_What is asked_
**a.** In the forum post on OpenCV CUDA performance, write out the passage from "OpenCV CUDA running" up to and including "high erode/dilate level.".
**b.** Translate the following sentence from the forum post on OpenCV CUDA performance into German: "I've been struggling to get OpenCV CUDA to improve performance for things like erode/dilate, frame differencing etc when i read in a video from an avi file."

_Provided passage_
>>>
OpenCV CUDA running slower than OpenCV CPU

Tags:

I've been struggling to get OpenCV CUDA to improve performance for things like erode/dilate, frame differencing etc when i read in a video from an avi file. typical i get half the FPS on the GPU (580gtx) than on the CPU (AMD 955BE). Before u ask if i'm measuring fps correctly, you can clearly see the lag on the GPU with the naked eye especially when using a high erode/dilate level.

It seems that i'm not reading in the frames in parallel?? Here is the code:

#include <opencv2/imgproc/imgproc.hpp>
#include <opencv2/highgui/highgui.hpp>
#include <opencv2/video/tracking.hpp>
#include <opencv2/gpu/gpu.hpp>
#include <stdlib.h>
#include <stdio.h>

using namespace cv;
using namespace cv::gpu;

Mat cpuSrc;
GpuMat src, dst;

int element_shape = MORPH_RECT;

//the address of variable which receives trackbar position update
int max_iters = 10;
int open_close_pos = 0;
int erode_dilate_pos = 0;

// callback function for open/close trackbar
void OpenClose(int)
{
     IplImage disp;
     Mat temp;
    int n = open_close_pos - max_iters;
    int an = n > 0 ? n : -n;
    Mat element = getStructuringElement(element_shape, Size(an*2+1, an*2+1), Point(an, an) );
    if( n < 0 )
        cv::gpu::morphologyEx(src, dst, CV_MOP_OPEN, element);
    else
        cv::gpu::morphologyEx(src, dst, CV_MOP_CLOSE, element);

    dst.download(temp);
    disp = temp;    
   // cvShowImage("Open/Close",&disp);
}

// callback function for erode/dilate trackbar
void ErodeDilate(int)
{
     IplImage disp;
     Mat temp;
    int n = erode_dilate_pos - max_iters;
    int an = n > 0 ? n : -n;
    Mat element = getStructuringElement(element_shape, Size(an*2+1, an*2+1), Point(an, an) );
    if( n < 0 )
<<<
_Position identification records_
>>>
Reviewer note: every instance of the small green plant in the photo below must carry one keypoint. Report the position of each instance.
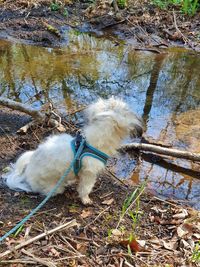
(196, 253)
(188, 7)
(121, 4)
(55, 6)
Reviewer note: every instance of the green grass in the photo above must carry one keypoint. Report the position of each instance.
(121, 3)
(188, 7)
(196, 253)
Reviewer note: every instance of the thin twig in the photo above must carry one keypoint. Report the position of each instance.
(97, 217)
(129, 207)
(17, 261)
(116, 178)
(38, 237)
(38, 260)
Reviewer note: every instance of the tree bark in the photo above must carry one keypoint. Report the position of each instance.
(162, 150)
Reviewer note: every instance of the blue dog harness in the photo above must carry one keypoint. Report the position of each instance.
(87, 150)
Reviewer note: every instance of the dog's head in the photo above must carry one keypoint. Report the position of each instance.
(117, 112)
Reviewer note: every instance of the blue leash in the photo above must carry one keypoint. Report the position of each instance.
(14, 229)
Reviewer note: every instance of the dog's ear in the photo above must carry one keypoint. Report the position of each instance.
(104, 116)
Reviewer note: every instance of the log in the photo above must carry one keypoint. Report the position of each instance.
(162, 150)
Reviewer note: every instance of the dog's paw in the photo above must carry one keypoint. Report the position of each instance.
(87, 201)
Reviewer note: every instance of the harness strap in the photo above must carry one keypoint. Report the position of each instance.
(87, 150)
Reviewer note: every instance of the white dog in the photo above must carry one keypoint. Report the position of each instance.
(109, 122)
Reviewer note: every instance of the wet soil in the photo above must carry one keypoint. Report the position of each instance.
(154, 223)
(142, 23)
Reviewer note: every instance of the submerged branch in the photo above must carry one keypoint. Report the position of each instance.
(162, 150)
(21, 107)
(37, 115)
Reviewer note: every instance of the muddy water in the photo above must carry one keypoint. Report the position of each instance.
(163, 88)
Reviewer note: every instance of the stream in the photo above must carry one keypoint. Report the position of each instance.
(164, 89)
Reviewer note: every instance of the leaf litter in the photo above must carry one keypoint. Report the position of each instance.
(152, 232)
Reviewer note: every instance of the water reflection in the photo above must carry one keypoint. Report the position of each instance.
(163, 88)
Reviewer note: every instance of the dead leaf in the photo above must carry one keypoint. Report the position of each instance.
(181, 231)
(86, 213)
(133, 244)
(181, 215)
(172, 245)
(197, 236)
(116, 232)
(185, 244)
(157, 210)
(108, 202)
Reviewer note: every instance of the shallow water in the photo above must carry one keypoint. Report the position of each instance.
(163, 88)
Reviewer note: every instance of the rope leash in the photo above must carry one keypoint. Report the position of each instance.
(23, 221)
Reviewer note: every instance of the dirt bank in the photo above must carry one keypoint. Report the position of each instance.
(42, 22)
(153, 232)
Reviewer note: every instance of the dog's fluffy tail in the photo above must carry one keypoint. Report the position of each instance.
(15, 178)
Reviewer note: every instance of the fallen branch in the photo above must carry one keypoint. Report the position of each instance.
(37, 115)
(38, 237)
(38, 260)
(21, 107)
(162, 150)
<<<
_Outputs by task_
**a.**
OpenCV CUDA running slower than OpenCV CPU

Tags:

I've been struggling to get OpenCV CUDA to improve performance for things like erode/dilate, frame differencing etc when i read in a video from an avi file. typical i get half the FPS on the GPU (580gtx) than on the CPU (AMD 955BE). Before u ask if i'm measuring fps correctly, you can clearly see the lag on the GPU with the naked eye especially when using a high erode/dilate level.

**b.** Ich habe mich damit abgemüht, OpenCV CUDA dazu zu bringen, die Leistung bei Dingen wie Erosion/Dilatation, Frame-Differenzbildung usw. zu verbessern, wenn ich ein Video aus einer AVI-Datei einlese.